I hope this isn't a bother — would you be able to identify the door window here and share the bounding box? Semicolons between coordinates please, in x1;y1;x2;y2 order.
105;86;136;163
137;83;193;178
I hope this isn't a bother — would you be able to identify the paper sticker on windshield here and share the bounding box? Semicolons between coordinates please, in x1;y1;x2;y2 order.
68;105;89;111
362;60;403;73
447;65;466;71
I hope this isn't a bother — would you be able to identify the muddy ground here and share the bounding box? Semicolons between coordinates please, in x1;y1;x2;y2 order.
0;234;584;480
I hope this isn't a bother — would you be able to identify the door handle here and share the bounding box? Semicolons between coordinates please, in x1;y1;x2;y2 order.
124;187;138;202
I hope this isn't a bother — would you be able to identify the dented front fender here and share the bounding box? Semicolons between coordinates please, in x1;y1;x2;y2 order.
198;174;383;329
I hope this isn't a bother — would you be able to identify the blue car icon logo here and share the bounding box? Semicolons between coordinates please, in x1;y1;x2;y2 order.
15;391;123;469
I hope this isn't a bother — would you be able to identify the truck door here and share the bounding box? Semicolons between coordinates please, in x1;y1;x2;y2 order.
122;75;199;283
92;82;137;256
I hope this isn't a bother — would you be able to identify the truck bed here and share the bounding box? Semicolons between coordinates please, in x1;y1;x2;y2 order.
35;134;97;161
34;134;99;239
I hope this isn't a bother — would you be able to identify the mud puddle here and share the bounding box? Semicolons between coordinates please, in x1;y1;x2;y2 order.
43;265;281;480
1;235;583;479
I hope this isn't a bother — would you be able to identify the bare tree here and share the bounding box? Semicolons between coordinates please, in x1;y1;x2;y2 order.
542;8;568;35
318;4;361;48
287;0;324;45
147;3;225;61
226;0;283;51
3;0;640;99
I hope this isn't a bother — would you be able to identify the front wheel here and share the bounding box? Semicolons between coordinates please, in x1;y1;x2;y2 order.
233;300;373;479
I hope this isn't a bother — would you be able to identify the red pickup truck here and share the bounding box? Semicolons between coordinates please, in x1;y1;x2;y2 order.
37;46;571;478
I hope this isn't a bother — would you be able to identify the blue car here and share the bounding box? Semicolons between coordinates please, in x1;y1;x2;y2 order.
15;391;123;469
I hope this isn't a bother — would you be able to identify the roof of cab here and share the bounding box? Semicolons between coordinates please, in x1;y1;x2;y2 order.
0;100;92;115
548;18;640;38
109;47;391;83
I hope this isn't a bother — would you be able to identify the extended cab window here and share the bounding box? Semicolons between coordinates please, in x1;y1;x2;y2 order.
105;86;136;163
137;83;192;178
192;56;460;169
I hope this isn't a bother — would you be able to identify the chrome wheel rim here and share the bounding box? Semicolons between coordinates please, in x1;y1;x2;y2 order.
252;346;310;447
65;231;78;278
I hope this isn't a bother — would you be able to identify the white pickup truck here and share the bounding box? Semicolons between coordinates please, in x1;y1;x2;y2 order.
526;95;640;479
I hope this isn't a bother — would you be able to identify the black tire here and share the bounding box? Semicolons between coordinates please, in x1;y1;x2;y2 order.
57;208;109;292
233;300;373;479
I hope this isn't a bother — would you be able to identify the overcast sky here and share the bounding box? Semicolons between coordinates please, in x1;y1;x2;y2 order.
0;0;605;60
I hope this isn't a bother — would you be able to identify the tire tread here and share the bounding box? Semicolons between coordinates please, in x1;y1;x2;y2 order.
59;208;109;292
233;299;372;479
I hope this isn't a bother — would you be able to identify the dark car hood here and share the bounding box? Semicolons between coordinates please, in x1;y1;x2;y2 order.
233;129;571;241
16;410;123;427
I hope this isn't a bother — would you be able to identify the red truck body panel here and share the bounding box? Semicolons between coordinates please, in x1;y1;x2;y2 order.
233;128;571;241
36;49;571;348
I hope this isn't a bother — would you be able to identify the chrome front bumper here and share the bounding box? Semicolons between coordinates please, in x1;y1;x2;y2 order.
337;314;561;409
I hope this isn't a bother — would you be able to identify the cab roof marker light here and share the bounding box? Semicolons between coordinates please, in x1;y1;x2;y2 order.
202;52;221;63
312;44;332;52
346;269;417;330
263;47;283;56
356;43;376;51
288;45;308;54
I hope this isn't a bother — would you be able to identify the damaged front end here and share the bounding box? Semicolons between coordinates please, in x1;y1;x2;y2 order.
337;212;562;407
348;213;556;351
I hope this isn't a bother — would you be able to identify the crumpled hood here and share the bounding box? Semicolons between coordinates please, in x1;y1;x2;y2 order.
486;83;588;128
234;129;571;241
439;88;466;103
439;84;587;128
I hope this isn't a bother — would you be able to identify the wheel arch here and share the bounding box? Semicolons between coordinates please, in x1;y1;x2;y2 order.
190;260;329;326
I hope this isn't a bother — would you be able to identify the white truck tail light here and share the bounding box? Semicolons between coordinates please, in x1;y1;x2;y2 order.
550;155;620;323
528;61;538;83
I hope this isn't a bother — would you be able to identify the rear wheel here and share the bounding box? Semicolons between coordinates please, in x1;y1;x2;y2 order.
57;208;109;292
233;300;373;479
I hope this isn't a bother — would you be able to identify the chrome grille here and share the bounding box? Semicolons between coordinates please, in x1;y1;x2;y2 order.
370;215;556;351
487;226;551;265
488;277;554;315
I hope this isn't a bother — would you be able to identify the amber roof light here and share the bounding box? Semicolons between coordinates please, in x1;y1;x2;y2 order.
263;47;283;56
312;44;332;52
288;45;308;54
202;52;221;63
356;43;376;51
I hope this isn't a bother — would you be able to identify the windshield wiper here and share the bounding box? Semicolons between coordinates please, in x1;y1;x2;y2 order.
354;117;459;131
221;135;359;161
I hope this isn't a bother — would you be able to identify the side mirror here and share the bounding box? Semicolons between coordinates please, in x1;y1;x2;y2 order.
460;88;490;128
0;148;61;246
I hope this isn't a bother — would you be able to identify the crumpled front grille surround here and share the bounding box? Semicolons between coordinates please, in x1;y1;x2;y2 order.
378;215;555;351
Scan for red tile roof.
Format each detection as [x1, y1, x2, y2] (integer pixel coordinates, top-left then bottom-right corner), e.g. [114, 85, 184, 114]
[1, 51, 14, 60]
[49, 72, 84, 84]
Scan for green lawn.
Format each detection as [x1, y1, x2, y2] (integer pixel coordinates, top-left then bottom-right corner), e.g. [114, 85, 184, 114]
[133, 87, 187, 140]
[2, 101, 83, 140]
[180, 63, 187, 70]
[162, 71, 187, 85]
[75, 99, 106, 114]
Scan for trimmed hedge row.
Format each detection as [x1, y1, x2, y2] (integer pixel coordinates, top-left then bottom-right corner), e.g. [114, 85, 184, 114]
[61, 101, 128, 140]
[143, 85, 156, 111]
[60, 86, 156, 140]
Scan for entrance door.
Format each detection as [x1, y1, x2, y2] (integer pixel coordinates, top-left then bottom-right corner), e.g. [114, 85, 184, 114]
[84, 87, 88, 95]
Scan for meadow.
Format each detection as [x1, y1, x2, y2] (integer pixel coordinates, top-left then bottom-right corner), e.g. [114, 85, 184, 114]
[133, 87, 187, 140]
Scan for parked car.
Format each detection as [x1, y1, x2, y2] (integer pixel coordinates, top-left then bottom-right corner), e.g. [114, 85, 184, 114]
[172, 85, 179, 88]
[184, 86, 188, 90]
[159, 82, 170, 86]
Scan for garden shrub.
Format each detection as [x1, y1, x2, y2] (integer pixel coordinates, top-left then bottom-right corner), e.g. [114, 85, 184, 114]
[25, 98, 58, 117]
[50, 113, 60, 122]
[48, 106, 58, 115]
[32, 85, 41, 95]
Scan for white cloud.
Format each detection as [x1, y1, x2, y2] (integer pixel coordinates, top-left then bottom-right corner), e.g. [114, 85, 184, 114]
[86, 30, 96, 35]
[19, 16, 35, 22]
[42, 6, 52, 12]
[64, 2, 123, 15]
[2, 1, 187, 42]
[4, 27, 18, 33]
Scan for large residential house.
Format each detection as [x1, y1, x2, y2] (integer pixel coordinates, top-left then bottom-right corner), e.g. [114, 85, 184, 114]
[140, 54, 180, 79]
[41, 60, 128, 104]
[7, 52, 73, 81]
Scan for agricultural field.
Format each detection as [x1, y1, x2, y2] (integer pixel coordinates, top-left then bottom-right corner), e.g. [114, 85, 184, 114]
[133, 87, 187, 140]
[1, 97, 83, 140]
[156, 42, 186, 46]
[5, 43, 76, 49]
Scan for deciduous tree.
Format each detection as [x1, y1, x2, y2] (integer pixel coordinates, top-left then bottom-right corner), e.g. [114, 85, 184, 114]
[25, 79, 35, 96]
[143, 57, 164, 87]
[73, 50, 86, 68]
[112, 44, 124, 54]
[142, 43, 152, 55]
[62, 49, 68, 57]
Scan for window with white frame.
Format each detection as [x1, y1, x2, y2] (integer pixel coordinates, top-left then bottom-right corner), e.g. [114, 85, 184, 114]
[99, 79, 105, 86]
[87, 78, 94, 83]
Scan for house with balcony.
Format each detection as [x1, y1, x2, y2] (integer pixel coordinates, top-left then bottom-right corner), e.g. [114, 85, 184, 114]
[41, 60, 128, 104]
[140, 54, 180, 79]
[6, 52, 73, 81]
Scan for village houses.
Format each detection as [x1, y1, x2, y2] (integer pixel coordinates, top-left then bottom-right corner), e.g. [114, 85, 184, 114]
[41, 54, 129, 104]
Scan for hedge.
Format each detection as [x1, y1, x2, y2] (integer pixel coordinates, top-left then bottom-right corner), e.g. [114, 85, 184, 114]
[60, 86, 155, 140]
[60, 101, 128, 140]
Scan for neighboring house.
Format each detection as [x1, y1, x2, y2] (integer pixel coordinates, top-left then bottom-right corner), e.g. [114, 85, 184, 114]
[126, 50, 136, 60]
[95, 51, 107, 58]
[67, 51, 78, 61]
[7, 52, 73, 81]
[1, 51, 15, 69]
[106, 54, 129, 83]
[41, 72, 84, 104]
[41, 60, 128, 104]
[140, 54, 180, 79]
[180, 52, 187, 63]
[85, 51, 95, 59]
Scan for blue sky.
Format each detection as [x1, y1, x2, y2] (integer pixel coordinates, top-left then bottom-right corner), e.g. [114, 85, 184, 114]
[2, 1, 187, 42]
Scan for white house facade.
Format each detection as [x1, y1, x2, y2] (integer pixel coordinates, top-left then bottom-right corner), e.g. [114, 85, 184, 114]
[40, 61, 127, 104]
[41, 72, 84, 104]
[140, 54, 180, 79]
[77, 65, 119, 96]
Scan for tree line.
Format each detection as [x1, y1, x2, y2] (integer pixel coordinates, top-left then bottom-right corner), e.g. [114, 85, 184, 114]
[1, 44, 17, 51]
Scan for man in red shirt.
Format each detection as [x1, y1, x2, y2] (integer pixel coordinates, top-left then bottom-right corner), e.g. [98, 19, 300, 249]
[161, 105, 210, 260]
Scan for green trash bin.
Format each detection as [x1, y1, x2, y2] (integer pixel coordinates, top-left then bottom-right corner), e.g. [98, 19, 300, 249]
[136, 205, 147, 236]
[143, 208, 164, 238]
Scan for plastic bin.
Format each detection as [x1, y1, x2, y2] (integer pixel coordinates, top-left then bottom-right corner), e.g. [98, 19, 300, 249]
---------------
Go through the data above and tally every line that includes "green". State only the total.

2